» **What is required**
Copy the opinion piece starting at "In the Reagan" and ending at "the birth water.", replacing "Reagan era" with "Reagan years".

» **Extract provided**
++++++++++

Wednesday, November 12, 2014

By Emmanuel Musaazi

Reading Peggy Noonan’s article titled “Apathy in the Executive” her analysis and portrayal of U.S. President Barack Obama as a failed leader in contrast to her former boss president Ronald Reagan and former pope, John Paul II left me riveted and thinking how politics is not only local as the famous cliché goes, but can be also subjective.

Her analysis was contextualized partisanship and cold war politics, based on an ideology that applied about 30 years ago and does not apply in the present, certainly not to Obama’s situation, and in blatant denial of the many times that Obama has shown leadership.

To understand Noonan and her article you need to understand her politics.

Noonan was a speech writer for former U.S. Presidents Ronald Reagan and George Bush Sr. This was the cold war era a time in history when stark ideology was the paramount credential for good leadership and there was little or no tolerance for nuanced ideas. Maybe this was the prescribed remedy at the time at least with regard to combating communism but not apartheid, another scourge on human conscience at the time.

In the Reagan era, Nelson Mandela was considered a terrorist. Indeed Reagan and the then U.K. Prime Minister Thatcher, were “heroes of anticommunism but villains of apartheid”. So wrong were they on the issue of apartheid, that it coursed Archbishop Desmond Tutu – seen by many as a living saint in the realm of Mother Theresa – to denounce Reagan’s South Africa policy as “immoral, evil and totally un-Christian”.

It can be said that Reagan inadvertently aided the growth and rise of present international Jihadism by supporting the Taliban and other Jihadists because of his obsession with toppling communism. Talk about throwing away the baby with the birth water.

Reagan famously declared that the United States would never negotiate with terrorists after the U.S. embassy hostage debacle of the Carter administration but yet was willing to aid and abet them in Afghanistan.

Rather than stay and fight, Reagan cut and run in Lebanon after 241 marines were killed by terrorist bombs.

Reagan failed to lead – or at least show compassion – on civil rights and race issues. He opposed the civil rights act of 1964 and the voting rights act of 1965. He is also known for openly opposing Equal Amendments Rights – the amendment to the United States Constitution designed to guarantee equal rights for women.

On the economic front like Obama, Reagan came to office in the midst of an economic crisis. The resurgence of Europe and Japan was undercutting America’s manufacturing edge and the crises in the Middle East had caused an enormous jump in the price of oil. Reagan’s solution was “Reaganomics” i.e. to endorse free trade so called market liberalization which resulted in the relaxation of tariffs and the beginning of out sourcing.

Out sourcing resulted in the depletion of America’s manufacturing base (and jobs), creation of corporate tax heavens and the genesis of the US$16.7 trillion debt that America is saddled with. These policies favored the very rich at the expense of the middle class, the historic engine of American prosperity hitherto. The 2008/09 financial crisis is a culmination of years of “Reaganomics” policies.

Obama has been saddled with the task of cleaning up this mess and re-establishing the middle class. I guess having policies of restore America’s manufacturing base and rejuvenating her economy by plugging corporate tax loopholes, reckless deregulation and ending unsanctioned, unbudgeted wars is a sign of weak leadership in the eyes of the Peggy Noonans of this world.

Emmanuel Musaazi is a college professor based in Toronto, Canada.

++++++++++

» **Data to examine**
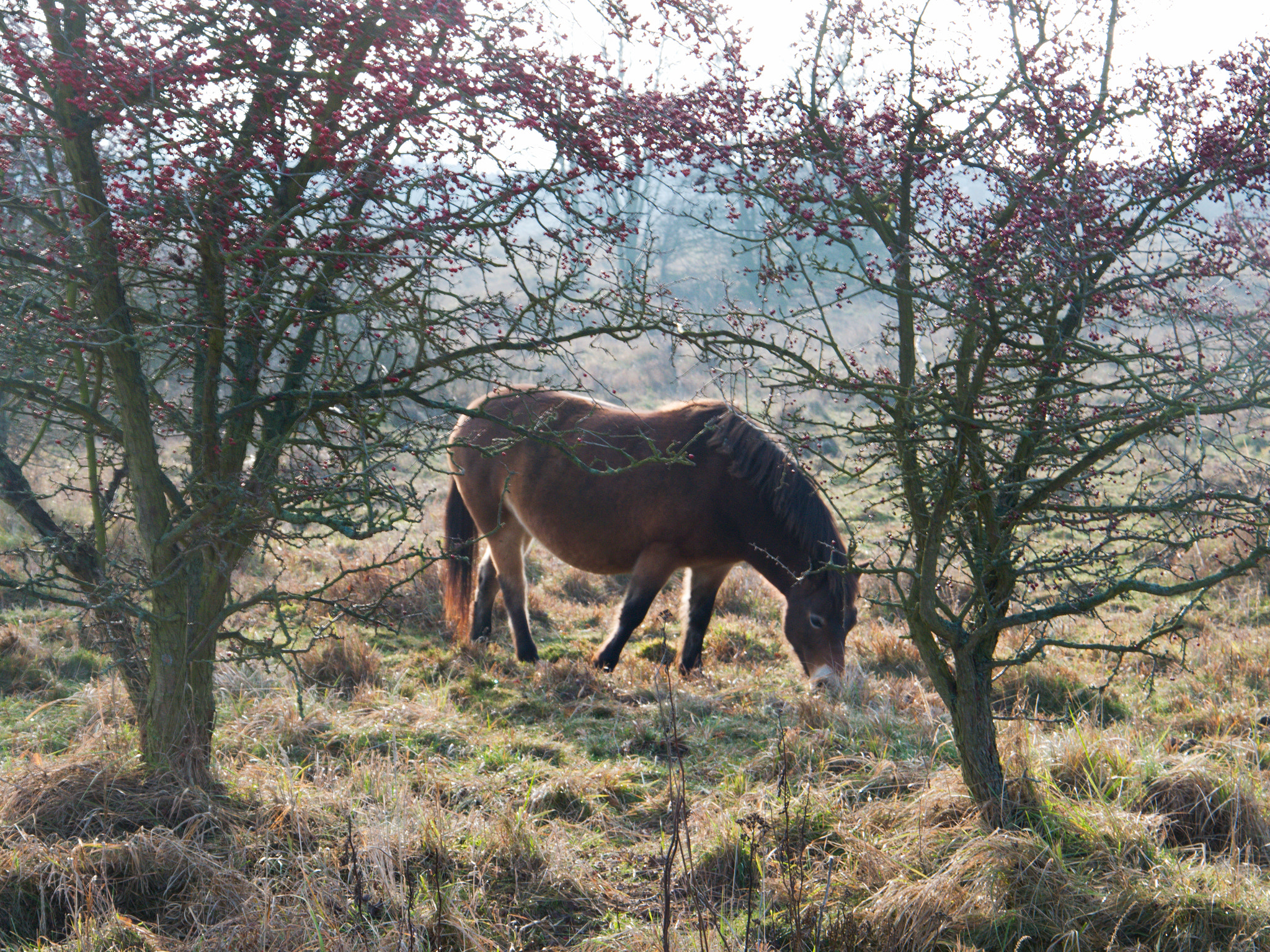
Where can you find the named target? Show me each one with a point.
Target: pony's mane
(790, 492)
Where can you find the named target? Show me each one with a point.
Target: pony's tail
(460, 570)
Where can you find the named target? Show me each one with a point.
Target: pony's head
(819, 611)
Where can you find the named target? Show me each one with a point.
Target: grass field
(397, 791)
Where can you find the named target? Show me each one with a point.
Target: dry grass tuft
(1083, 762)
(151, 875)
(24, 665)
(584, 588)
(727, 867)
(1201, 809)
(569, 681)
(342, 665)
(102, 799)
(882, 649)
(745, 593)
(562, 796)
(406, 593)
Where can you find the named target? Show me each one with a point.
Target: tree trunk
(182, 708)
(975, 736)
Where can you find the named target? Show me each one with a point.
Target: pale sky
(1174, 32)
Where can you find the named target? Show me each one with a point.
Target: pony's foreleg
(649, 576)
(700, 588)
(508, 553)
(483, 606)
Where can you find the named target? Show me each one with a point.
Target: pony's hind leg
(507, 549)
(652, 570)
(700, 587)
(483, 606)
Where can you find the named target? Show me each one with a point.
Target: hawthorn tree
(1073, 353)
(249, 252)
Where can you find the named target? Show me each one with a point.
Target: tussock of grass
(100, 799)
(25, 668)
(342, 664)
(1204, 809)
(458, 800)
(745, 593)
(402, 594)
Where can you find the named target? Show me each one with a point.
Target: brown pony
(611, 491)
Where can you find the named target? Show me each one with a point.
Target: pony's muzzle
(827, 678)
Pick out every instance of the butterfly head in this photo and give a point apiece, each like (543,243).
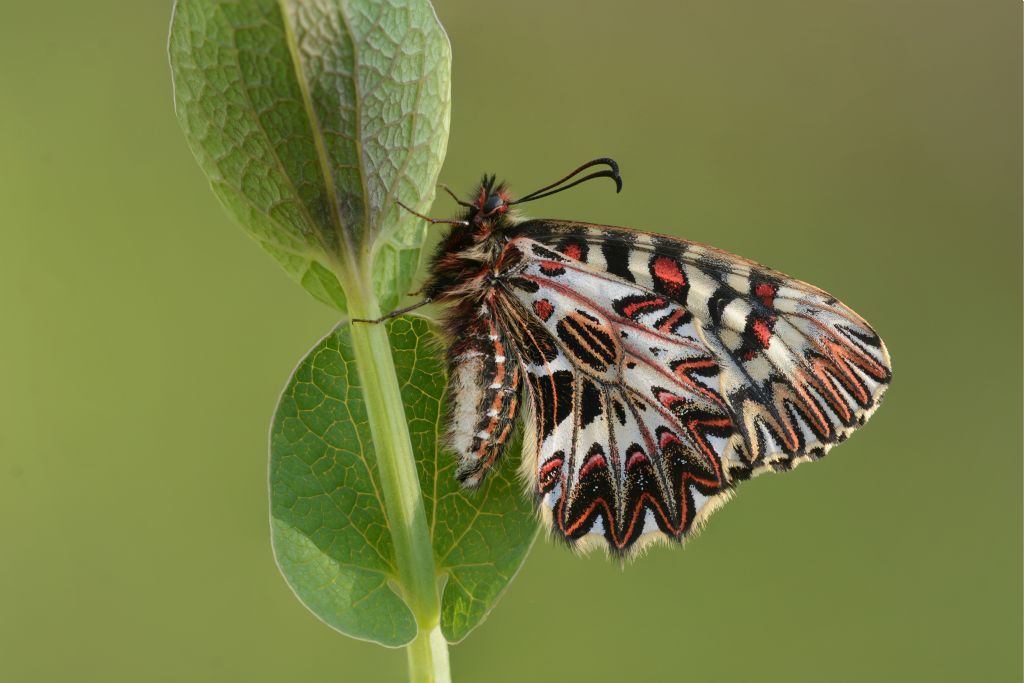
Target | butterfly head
(491,203)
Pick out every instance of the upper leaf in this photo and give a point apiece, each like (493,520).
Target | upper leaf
(310,120)
(329,523)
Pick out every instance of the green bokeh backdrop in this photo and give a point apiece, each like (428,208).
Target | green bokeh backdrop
(870,147)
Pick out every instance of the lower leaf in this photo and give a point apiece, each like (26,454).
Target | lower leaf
(330,530)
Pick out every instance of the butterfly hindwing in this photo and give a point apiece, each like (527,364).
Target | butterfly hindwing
(669,371)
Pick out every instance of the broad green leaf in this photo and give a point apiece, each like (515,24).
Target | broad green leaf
(330,529)
(310,119)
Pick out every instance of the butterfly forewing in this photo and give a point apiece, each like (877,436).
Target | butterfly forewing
(659,372)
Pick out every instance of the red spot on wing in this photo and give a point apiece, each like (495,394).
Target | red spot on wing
(544,309)
(766,292)
(572,251)
(670,275)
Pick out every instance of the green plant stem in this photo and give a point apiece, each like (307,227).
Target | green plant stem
(402,500)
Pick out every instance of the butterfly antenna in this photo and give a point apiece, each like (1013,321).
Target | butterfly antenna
(553,188)
(432,221)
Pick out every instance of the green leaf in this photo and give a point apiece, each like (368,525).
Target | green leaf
(310,119)
(329,524)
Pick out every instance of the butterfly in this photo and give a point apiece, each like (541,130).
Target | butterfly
(653,374)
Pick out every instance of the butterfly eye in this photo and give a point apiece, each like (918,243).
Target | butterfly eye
(493,203)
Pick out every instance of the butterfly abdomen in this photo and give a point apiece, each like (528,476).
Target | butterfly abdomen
(483,388)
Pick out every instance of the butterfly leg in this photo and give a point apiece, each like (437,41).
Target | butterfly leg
(483,394)
(394,313)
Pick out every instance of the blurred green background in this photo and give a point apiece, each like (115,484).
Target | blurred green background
(870,147)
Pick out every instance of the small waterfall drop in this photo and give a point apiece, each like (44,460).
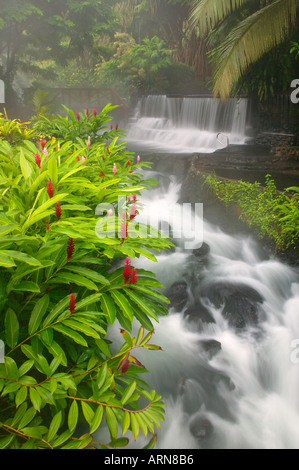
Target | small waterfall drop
(188,124)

++++++++++

» **Solved problem**
In the Reagan years, Nelson Mandela was considered a terrorist. Indeed Reagan and the then U.K. Prime Minister Thatcher, were “heroes of anticommunism but villains of apartheid”. So wrong were they on the issue of apartheid, that it coursed Archbishop Desmond Tutu – seen by many as a living saint in the realm of Mother Theresa – to denounce Reagan’s South Africa policy as “immoral, evil and totally un-Christian”.

It can be said that Reagan inadvertently aided the growth and rise of present international Jihadism by supporting the Taliban and other Jihadists because of his obsession with toppling communism. Talk about throwing away the baby with the birth water.